__Challenge__
Copy out every one of the records below word for word, omitting the pictures.
— begin Given entries —
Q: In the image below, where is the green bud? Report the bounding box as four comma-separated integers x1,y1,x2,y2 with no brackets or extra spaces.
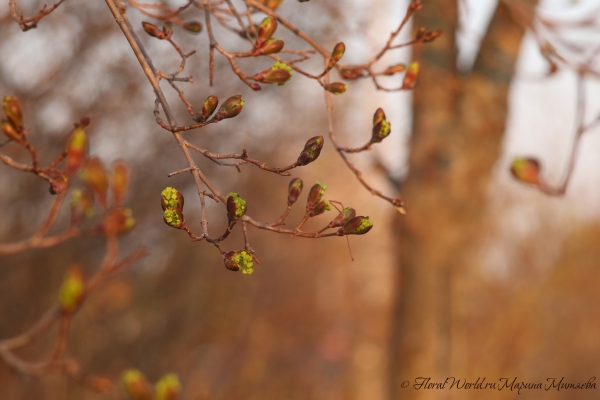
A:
227,192,246,221
327,42,346,69
215,94,246,121
296,136,325,165
2,96,23,129
288,178,304,206
256,17,277,48
510,158,542,186
337,217,373,236
160,186,183,211
223,250,254,275
163,208,186,229
58,265,85,313
306,181,327,211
— end Given entries —
__Worked solution__
Q: In the image below, where is the green bud? Report the bounding box as four comma-separated integers x1,y1,x2,y2 with no brackets or extra spaces.
A:
227,192,246,221
327,42,346,69
215,94,246,121
296,136,325,165
2,96,23,129
288,178,304,206
256,17,277,48
510,158,542,186
337,217,373,236
160,186,183,211
223,250,254,275
163,208,186,229
58,265,85,313
306,181,327,211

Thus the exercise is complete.